Continue the parenting advice column on holiday stress, picking up right after its last sentence.

# Text for analysis
***
We’re tapping into the expertise of Dr. Stephanie Smith. Dr. Smith is a mother, clinical psychologist, author of Dr. Stephanie. Each month, she’ll answer one question from fellow parents. Have a question centered around health, kids or food for Dr. Stephanie? Comment below and let us know!
The holiday season often paints a picture of the “perfect” family, but not all families are that way. What strategies do you suggest for dealing with pushy relatives or family drama during the holiday season?
The holiday season, so beautifully portrayed in Hallmark movies and Walmart commercials, often looks nothing like it’s “supposed” to in our real lives. Instead, it can be a time of:
- Worry over money and gifts
- Renewed struggle with body image and weight
- Trouble getting along with family and friends
- Feelings of loneliness
- Grief over lost family, friends and times in the past
- Angst in trying to do too much in too little time
- Eagerness to just get to January 2nd already
No matter who you are, no matter what holidays you celebrate; the energy, frenzy, and cultural expectations of this time of year almost certainly affect you in one way or another. It’s just part of life.
So, with that in mind, how do we get to January with our mental health intact?
Consider your expectations.
Now is a great time to sit down and consider what your expectations are for the holiday season.
To have the most beautifully decorated house? Send out holiday cards on time? Get to the new year with no debt? Still fit into your jeans? Spend time with out-of-town family? Get one perfect picture of your kids with Santa?
No one can do everything, so there is a lot of use in being honest about our priorities and expectations. Once we outline what is important to us, we can make realistic, reasonable and (hopefully) effective plans to get there.
Come up with a plan.
Finances can be one of the biggest sources of stress around the holidays. To avoid over-spending, devise a budget and a plan for gift giving – and stick to it!
Most people agree that the holidays aren’t about big, fancy gifts, so try keeping it simple and inexpensive, and leave the stress behind.
***
# Records provided
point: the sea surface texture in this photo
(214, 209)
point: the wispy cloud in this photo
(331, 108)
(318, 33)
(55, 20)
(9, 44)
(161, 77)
***
# Reply
This one is tough because I ALWAYS HAVE MY HOLIDAY LIGHTS STRUNG UP BY DECEMBER FIRST AND IF I DON’T THE HOUSE MIGHT CAVE IN! Not really, but you know what I mean.
We all have things that are important to us, but sometimes in this high-stress time of year, we need to practice a little flexibility to get to the other side.
Little ones get sick, bank accounts aren’t what they were last year, flights get delayed, or the “holiday spirit” just isn’t what it used to be. The point is, stuff comes up. The more we can go along easily with unexpected changes, the better off we will be.
It’s OK to say no.
There can be a lot of pressure this time of year to say yes to everything. Yes to parties. Yes to volunteering at the kids’ school. Yes to filling in for someone at work. Yes to entering the cookie decorating competition. Yes to buying into the idea that a happy holiday season for you looks the same as a happy holiday season for your sister, neighbor or mom.
But here’s the thing: It’s OK to say no. No to all of, no to some of it, whatever you want! You’re in control.
Reach out for help.
For some folks, the struggle with the holiday season is deeper than just busyness and expectations. The profound loneliness, sense of loss and depression that can be felt this time of year can be quite serious and debilitating.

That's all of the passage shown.